■ Task goal
Starting at the beginning of the material below and ending at the line that contains "83L89 81L63 97L53", rewrite those lines as a JSON list of strings, one per line, with blank lines left out.
◆ ◆ ◆ ◆ ◆
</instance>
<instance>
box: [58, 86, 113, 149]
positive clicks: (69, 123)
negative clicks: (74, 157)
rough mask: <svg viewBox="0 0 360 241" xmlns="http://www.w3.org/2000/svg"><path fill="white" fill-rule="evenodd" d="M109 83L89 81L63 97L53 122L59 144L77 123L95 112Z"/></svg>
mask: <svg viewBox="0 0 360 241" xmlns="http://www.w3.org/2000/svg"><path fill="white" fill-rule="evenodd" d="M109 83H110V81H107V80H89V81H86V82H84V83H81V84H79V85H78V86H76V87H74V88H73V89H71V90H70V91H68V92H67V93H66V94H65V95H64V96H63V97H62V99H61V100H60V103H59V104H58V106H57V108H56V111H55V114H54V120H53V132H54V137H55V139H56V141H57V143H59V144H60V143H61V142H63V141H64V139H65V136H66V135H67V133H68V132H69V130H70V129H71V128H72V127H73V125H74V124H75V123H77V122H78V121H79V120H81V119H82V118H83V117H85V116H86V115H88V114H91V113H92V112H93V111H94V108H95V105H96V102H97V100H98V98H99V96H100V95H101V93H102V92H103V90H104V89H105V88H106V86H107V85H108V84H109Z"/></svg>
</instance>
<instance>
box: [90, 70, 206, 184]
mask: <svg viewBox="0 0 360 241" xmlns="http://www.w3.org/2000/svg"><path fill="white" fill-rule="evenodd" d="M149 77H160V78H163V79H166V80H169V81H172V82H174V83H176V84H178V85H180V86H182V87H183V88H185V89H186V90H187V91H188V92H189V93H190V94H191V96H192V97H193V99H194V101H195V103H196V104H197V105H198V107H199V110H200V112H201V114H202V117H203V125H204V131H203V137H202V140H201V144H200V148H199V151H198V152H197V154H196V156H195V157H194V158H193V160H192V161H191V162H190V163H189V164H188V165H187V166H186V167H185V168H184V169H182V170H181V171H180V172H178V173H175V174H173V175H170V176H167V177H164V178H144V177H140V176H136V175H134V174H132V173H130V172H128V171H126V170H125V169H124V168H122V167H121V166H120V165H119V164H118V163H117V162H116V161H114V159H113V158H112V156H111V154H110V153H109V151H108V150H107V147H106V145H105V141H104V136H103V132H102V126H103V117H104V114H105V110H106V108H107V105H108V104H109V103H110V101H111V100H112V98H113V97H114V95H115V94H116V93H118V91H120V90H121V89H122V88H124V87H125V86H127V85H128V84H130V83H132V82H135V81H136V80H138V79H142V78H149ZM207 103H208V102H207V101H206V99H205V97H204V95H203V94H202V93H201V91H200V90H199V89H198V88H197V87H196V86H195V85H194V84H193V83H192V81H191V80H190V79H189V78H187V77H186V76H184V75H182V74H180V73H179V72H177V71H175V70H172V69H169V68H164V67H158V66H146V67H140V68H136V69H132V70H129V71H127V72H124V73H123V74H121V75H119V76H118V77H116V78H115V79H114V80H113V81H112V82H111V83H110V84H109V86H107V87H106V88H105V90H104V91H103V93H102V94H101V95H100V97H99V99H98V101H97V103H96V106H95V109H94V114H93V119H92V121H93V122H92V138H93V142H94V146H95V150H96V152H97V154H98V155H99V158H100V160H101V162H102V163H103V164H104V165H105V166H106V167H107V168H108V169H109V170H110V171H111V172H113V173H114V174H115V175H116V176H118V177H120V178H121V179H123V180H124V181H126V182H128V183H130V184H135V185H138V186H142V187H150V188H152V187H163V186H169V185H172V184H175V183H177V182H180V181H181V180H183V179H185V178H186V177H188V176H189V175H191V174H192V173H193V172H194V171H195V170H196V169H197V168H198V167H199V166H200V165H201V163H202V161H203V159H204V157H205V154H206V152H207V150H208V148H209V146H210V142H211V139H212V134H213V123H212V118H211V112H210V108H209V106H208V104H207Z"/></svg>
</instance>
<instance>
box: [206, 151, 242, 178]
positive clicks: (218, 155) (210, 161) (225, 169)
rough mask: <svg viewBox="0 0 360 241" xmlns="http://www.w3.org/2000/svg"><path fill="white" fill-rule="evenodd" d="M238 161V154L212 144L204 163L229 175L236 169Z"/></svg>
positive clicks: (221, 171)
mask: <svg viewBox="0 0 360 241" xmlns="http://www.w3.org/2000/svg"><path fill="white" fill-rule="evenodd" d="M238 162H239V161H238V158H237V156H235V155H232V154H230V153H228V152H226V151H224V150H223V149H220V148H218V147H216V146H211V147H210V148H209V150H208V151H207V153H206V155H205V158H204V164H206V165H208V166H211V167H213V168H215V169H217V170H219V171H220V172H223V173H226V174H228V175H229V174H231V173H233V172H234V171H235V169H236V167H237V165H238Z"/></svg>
◆ ◆ ◆ ◆ ◆
■ Your solution
[
  "</instance>",
  "<instance>",
  "box: [58, 86, 113, 149]",
  "positive clicks: (69, 123)",
  "negative clicks: (74, 157)",
  "rough mask: <svg viewBox=\"0 0 360 241\" xmlns=\"http://www.w3.org/2000/svg\"><path fill=\"white\" fill-rule=\"evenodd\" d=\"M109 83L89 81L63 97L53 122L59 144L77 123L95 112Z\"/></svg>"
]